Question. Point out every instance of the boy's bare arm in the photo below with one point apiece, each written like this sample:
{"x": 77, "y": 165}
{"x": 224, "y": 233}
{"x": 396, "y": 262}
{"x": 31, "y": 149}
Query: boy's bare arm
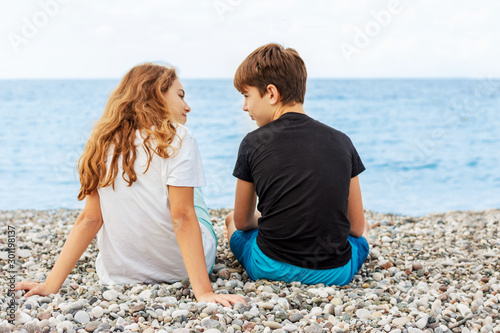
{"x": 355, "y": 212}
{"x": 245, "y": 215}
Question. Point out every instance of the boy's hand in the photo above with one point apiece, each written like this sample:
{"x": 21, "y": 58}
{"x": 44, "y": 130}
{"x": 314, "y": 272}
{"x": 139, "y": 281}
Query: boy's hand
{"x": 224, "y": 299}
{"x": 34, "y": 288}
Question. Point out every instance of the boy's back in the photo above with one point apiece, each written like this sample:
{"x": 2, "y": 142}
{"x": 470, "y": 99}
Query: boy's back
{"x": 309, "y": 225}
{"x": 301, "y": 168}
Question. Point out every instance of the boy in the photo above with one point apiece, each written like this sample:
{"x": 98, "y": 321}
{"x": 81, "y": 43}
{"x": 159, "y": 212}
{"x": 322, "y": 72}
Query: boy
{"x": 310, "y": 224}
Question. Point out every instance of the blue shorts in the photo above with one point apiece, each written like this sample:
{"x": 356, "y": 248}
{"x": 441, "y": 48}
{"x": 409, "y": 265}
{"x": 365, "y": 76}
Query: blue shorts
{"x": 259, "y": 266}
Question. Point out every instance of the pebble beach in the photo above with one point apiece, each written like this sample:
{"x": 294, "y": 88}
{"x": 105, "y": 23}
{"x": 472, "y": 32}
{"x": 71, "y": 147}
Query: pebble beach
{"x": 434, "y": 273}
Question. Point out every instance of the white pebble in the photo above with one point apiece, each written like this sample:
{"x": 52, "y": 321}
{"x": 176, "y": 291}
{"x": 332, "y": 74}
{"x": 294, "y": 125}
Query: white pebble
{"x": 65, "y": 325}
{"x": 110, "y": 295}
{"x": 178, "y": 313}
{"x": 464, "y": 309}
{"x": 363, "y": 314}
{"x": 97, "y": 312}
{"x": 23, "y": 317}
{"x": 82, "y": 317}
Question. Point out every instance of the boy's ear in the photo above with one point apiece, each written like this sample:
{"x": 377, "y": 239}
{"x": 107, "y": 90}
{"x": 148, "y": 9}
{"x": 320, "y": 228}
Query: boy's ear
{"x": 274, "y": 94}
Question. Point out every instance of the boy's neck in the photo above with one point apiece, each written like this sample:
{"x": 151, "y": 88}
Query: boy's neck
{"x": 281, "y": 110}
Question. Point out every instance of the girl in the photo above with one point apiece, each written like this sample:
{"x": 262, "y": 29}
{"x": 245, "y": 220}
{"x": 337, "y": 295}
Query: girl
{"x": 139, "y": 173}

⁂

* _Aim of the exercise_
Repeat each record exactly as shown above, dropping all images.

* _Answer to the problem_
Question. Point out every instance of the boy's bare arm in the photo below with one point apiece, each written like this sample:
{"x": 77, "y": 165}
{"x": 224, "y": 233}
{"x": 396, "y": 262}
{"x": 31, "y": 149}
Query: boy's bare arm
{"x": 355, "y": 212}
{"x": 245, "y": 215}
Question. Point out every instance of the boy's hand in the photo above with one point apiece, each written like this sample:
{"x": 21, "y": 58}
{"x": 44, "y": 130}
{"x": 314, "y": 272}
{"x": 139, "y": 281}
Query: boy's hand
{"x": 224, "y": 299}
{"x": 34, "y": 288}
Question. Point out every instance of the boy's back in the photo above with one point apiece, each written like this sample:
{"x": 2, "y": 142}
{"x": 470, "y": 99}
Query: boy's back
{"x": 309, "y": 225}
{"x": 301, "y": 168}
Question. Point out every instance of the boy in the photo above with one point apiece, each written like this sample:
{"x": 98, "y": 321}
{"x": 81, "y": 43}
{"x": 159, "y": 212}
{"x": 322, "y": 72}
Query: boy
{"x": 310, "y": 224}
Question. Point out every instance of the blue shorts in the photo above with one point apiece, each written like this sample:
{"x": 356, "y": 248}
{"x": 441, "y": 48}
{"x": 409, "y": 265}
{"x": 365, "y": 76}
Query: blue shorts
{"x": 259, "y": 266}
Question. Point out every instance of the pebble beach in the photo above with one point apiece, each written like this sample:
{"x": 294, "y": 88}
{"x": 105, "y": 23}
{"x": 472, "y": 32}
{"x": 71, "y": 147}
Query: pebble beach
{"x": 434, "y": 273}
Question. Point out every instance of the white pebble in the photo above with one point apiece, each written like this sample:
{"x": 52, "y": 321}
{"x": 176, "y": 291}
{"x": 332, "y": 74}
{"x": 294, "y": 125}
Query: white pebble
{"x": 65, "y": 325}
{"x": 110, "y": 295}
{"x": 178, "y": 313}
{"x": 464, "y": 309}
{"x": 363, "y": 314}
{"x": 97, "y": 312}
{"x": 23, "y": 317}
{"x": 82, "y": 317}
Question. Point out every instance of the boy's ear in the photo above with one point apiece, each written like this sample:
{"x": 377, "y": 239}
{"x": 107, "y": 90}
{"x": 148, "y": 9}
{"x": 320, "y": 228}
Query: boy's ear
{"x": 274, "y": 94}
Question. Point out every instance of the boy's neck in the photo above with one point apiece, each written like this sample:
{"x": 151, "y": 88}
Query: boy's neck
{"x": 281, "y": 110}
Question. Point out every instance of the girl in the photo above with one point apiece, each written like this sample:
{"x": 262, "y": 29}
{"x": 245, "y": 220}
{"x": 337, "y": 295}
Query: girl
{"x": 139, "y": 173}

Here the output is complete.